[Stored data]
====

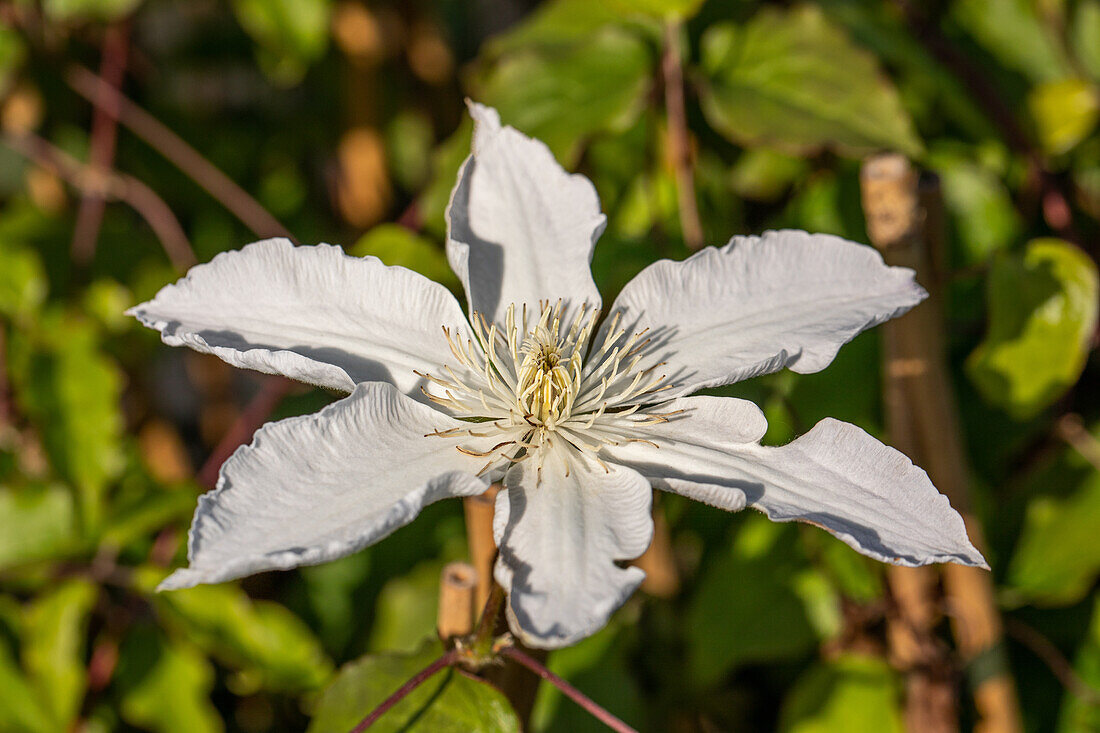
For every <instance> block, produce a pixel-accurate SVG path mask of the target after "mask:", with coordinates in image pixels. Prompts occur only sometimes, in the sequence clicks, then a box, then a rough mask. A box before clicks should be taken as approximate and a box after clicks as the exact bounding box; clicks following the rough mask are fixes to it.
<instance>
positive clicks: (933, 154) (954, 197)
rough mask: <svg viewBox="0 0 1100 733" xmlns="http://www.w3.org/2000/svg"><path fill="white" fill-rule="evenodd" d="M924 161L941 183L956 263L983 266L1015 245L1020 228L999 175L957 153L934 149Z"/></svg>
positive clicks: (1022, 225)
mask: <svg viewBox="0 0 1100 733" xmlns="http://www.w3.org/2000/svg"><path fill="white" fill-rule="evenodd" d="M928 158H930V165H931V166H932V167H933V168H934V169H935V172H936V173H937V174H938V175H939V179H941V182H942V190H943V195H944V204H945V206H946V208H947V214H948V215H949V216H950V223H952V227H953V228H954V233H955V237H954V239H953V244H957V247H955V248H954V251H955V253H956V254H955V256H957V258H958V260H959V263H960V264H963V265H972V264H980V263H985V262H987V261H988V260H989V258H990V256H991V255H993V254H994V253H997V252H1000V251H1003V250H1007V249H1008V248H1009V247H1010V245H1011V244H1013V243H1014V242H1015V240H1016V239H1018V238H1019V236H1020V233H1021V230H1022V228H1023V225H1022V221H1021V218H1020V214H1019V212H1018V211H1016V208H1015V204H1014V203H1013V200H1012V195H1011V194H1010V193H1009V189H1008V187H1007V186H1005V185H1004V183H1003V180H1001V178H1000V176H998V175H997V174H996V173H994V172H993V171H991V169H990V168H989V167H988V166H986V165H982V163H981V162H980V161H979V160H976V156H974V155H970V154H966V153H965V152H963V151H960V150H950V149H938V150H934V151H933V152H932V154H931V155H930V156H928Z"/></svg>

====

**TASK INSTRUCTIONS:**
Write out all the items again, swapping every "positive clicks" for "foreground clicks" and keeping everything else unchanged. Leave the pictures out.

**ANSWER BOX:**
For every <instance> block, produce a pixel-accurate SVG path mask of the target after "mask:", with coordinates in image pixels. Prompts occur only sometimes, in the sequence clicks, then a box, then a rough mask. A box before clicks should be taken as approximate and a box after clicks as the exact bounding box; clicks following the rough mask are fixes to it.
<instance>
foreground clicks: (933, 154) (954, 197)
rough mask: <svg viewBox="0 0 1100 733" xmlns="http://www.w3.org/2000/svg"><path fill="white" fill-rule="evenodd" d="M924 161L941 183L956 263L983 266L1015 245L1020 228L999 175L957 153L934 149Z"/></svg>
foreground clicks: (1022, 225)
mask: <svg viewBox="0 0 1100 733" xmlns="http://www.w3.org/2000/svg"><path fill="white" fill-rule="evenodd" d="M928 158H930V165H931V166H932V167H933V168H934V169H935V172H936V173H937V174H938V175H939V179H941V182H942V190H943V195H944V204H945V206H946V208H947V214H948V215H949V216H950V223H952V227H953V228H954V233H955V237H954V239H953V244H957V247H955V248H954V251H955V253H956V254H955V256H957V258H958V260H959V263H960V264H963V265H972V264H980V263H985V262H987V261H988V260H989V258H990V256H991V255H993V254H994V253H997V252H1000V251H1003V250H1007V249H1008V248H1009V247H1010V245H1011V244H1013V243H1014V242H1015V240H1016V239H1018V238H1019V236H1020V233H1021V230H1022V228H1023V225H1022V221H1021V218H1020V214H1019V212H1018V211H1016V208H1015V204H1014V203H1013V200H1012V195H1011V194H1010V193H1009V189H1008V187H1007V186H1005V185H1004V183H1003V180H1001V178H1000V176H998V175H997V174H996V173H994V172H993V171H991V169H990V168H989V167H988V166H986V165H982V163H981V162H980V161H979V160H976V156H974V155H970V154H966V153H965V152H963V151H960V150H950V149H938V150H934V151H933V152H932V154H931V155H930V156H928Z"/></svg>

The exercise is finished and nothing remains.